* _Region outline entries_
--
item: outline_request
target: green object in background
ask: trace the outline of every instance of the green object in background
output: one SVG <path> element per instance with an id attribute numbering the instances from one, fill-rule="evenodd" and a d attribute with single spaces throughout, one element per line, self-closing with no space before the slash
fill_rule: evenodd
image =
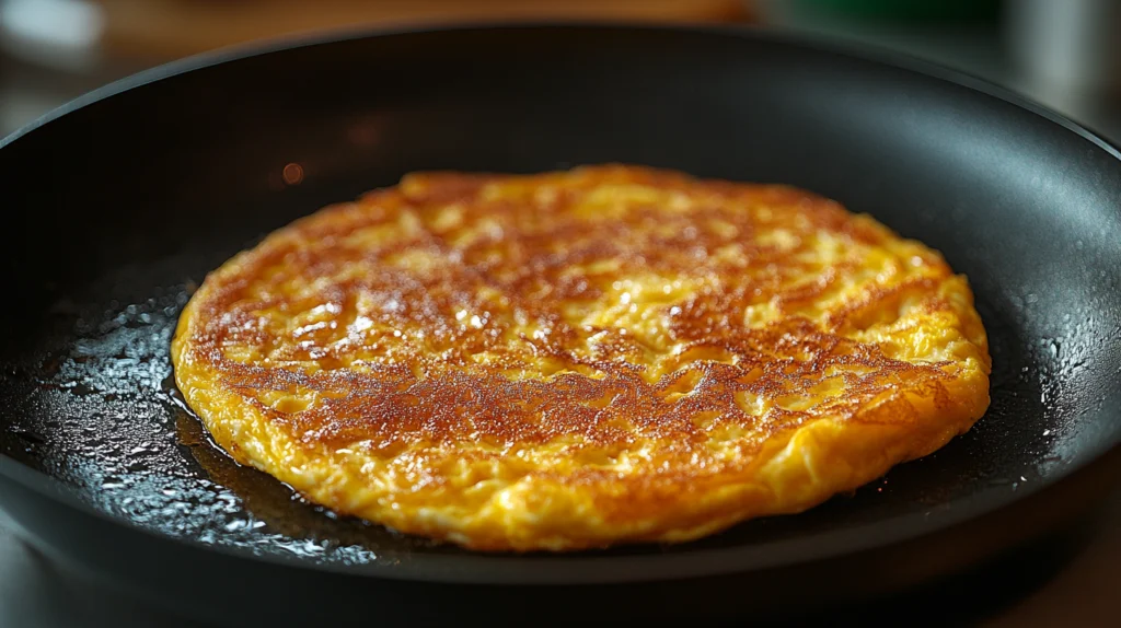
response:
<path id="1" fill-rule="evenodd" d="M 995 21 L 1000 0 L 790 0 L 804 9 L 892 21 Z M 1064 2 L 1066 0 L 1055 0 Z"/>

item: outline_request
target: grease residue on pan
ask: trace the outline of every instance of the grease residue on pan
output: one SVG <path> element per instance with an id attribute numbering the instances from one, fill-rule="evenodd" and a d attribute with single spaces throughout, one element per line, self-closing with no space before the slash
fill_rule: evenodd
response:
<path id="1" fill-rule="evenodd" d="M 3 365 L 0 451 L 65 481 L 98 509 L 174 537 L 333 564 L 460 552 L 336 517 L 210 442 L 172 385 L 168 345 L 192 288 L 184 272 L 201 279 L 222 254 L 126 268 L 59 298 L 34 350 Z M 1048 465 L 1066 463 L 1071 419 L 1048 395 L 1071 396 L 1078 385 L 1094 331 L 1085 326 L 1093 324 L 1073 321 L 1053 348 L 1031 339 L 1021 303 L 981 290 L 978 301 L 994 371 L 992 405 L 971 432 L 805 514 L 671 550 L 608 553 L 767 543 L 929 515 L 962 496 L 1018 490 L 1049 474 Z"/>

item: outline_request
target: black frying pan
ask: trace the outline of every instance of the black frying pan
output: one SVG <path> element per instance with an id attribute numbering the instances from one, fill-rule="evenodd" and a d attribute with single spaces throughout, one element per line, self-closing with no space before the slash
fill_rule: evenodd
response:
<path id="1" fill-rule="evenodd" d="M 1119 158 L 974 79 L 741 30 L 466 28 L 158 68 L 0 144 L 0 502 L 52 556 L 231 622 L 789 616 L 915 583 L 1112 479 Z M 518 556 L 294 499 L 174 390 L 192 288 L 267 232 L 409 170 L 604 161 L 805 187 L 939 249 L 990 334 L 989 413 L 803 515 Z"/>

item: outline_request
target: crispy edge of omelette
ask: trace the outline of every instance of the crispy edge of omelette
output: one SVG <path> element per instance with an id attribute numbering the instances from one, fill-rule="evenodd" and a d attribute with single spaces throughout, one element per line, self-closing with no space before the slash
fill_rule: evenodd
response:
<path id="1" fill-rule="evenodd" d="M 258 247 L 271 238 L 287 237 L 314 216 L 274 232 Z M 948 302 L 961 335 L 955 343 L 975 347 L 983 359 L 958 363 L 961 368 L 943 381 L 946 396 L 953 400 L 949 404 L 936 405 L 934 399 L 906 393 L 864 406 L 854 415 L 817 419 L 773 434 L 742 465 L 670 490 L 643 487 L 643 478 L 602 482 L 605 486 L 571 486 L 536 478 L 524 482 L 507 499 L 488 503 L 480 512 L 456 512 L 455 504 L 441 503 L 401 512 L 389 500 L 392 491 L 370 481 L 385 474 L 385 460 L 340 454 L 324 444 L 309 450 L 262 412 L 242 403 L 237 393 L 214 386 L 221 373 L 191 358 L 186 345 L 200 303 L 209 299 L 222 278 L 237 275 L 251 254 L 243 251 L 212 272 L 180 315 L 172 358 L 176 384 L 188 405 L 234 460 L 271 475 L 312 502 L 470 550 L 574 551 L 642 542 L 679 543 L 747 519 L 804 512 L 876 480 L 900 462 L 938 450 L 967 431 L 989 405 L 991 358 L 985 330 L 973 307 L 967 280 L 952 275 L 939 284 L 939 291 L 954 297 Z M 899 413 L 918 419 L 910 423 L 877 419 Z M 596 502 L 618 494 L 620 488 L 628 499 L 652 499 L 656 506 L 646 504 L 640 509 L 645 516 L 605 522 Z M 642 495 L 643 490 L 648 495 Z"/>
--
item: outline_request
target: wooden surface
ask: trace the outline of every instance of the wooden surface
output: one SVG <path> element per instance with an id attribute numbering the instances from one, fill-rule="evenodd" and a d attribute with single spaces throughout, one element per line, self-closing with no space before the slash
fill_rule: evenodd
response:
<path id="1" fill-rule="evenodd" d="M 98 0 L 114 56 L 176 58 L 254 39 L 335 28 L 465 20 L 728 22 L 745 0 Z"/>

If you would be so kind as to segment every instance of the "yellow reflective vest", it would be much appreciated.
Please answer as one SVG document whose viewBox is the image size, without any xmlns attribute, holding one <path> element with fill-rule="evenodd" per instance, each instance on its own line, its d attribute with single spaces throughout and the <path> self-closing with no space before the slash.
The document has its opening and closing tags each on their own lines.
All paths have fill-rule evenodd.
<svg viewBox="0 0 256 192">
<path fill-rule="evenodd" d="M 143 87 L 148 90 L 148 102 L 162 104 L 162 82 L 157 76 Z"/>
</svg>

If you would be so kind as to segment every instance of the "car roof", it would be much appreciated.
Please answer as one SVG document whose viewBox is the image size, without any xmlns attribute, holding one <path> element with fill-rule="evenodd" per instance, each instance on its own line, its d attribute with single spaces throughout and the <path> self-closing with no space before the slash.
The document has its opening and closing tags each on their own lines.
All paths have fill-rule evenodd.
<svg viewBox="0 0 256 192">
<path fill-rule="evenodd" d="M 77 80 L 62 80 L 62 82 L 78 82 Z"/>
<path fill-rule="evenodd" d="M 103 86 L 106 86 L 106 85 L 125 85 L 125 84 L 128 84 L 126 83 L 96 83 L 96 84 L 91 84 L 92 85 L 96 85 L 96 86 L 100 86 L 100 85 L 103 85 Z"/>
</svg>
--
* _AIM OF THE TASK_
How many lines of the data above contain the string "every", with case taken into account? Reply with the number alone.

* _THE SOLUTION_
7